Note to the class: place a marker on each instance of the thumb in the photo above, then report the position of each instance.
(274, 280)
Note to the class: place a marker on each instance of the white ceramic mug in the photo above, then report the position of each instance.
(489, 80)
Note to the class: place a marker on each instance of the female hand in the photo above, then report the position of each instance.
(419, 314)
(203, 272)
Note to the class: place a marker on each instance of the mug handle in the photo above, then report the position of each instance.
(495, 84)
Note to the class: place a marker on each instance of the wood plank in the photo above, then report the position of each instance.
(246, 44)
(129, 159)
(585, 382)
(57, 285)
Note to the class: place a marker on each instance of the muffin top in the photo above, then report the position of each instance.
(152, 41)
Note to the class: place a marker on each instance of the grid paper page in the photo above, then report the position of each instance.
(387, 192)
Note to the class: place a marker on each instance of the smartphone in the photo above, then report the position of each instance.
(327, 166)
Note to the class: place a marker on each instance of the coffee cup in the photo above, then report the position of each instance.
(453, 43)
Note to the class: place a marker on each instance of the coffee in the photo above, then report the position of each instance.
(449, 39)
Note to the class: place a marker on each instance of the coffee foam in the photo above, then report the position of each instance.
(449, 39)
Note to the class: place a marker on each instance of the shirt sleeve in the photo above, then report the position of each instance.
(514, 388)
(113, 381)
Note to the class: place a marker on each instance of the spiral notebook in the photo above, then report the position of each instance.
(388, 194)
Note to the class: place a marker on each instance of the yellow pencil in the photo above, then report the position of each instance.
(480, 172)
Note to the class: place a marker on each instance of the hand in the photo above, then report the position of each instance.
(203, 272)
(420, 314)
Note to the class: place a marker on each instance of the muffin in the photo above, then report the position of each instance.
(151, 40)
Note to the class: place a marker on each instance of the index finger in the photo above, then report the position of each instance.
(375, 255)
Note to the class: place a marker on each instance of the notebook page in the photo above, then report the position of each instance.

================

* _PROBLEM REQUIREMENTS_: Return every record above. Copy each one exactly.

* _RESPONSE AREA_:
Note to the class: place a marker on each instance of the thumb in the photo above, then report the position of each instance.
(274, 280)
Note to the class: place a marker on each instance of the white ceramic mug in the photo above, then report the position of each instance.
(489, 80)
Note to the class: place a marker on each instance of the female hand in the photo above, then report the position of each instance.
(419, 314)
(203, 272)
Note to the class: place a marker on each instance of the mug handle in the photo above, then report the position of each instance.
(495, 84)
Note to the class: place a marker on each instance of the wood plank in the photo above, then report the position of each instance.
(246, 44)
(129, 159)
(585, 382)
(57, 285)
Note to the class: place a marker on each instance of the muffin top in the photo above, then report the position of each instance.
(152, 41)
Note to the class: place a marker on each instance of the grid paper page in the photo above, then report the position of each instance.
(387, 192)
Note to the class: place a marker on each instance of the smartphone in the photo above, then report the position of each instance.
(327, 166)
Note to the class: place a marker on each instance of the coffee cup in the photo above, then report the position of each instance.
(453, 43)
Note to the class: place a marker on each instance of the coffee in the photo above, then report the position of each instance.
(449, 39)
Note to the class: place a marker on each instance of the coffee foam in the photo above, then report the position of each instance.
(449, 39)
Note to the class: place a marker on each instance of the shirt sleeve in the photo above, then report the position of each instance.
(514, 388)
(113, 381)
Note to the class: place a marker on each instance of the spiral notebook in the photo above, then report the position of each instance.
(388, 194)
Note to the class: place a marker on each instance of the yellow pencil in the photo above, then report the position of each instance.
(480, 172)
Note to the class: place a marker on each instance of the hand in the photo above, then report the position of each instance.
(203, 272)
(420, 314)
Note to the class: place a marker on each instance of the muffin in the photo above, then report the position of each instance.
(151, 40)
Note to the class: place a marker on each instance of the index finger in the photo above, then report the position of each instance.
(375, 255)
Note to the class: place a marker on each instance of the notebook page in the photo above, then report the position of each instance.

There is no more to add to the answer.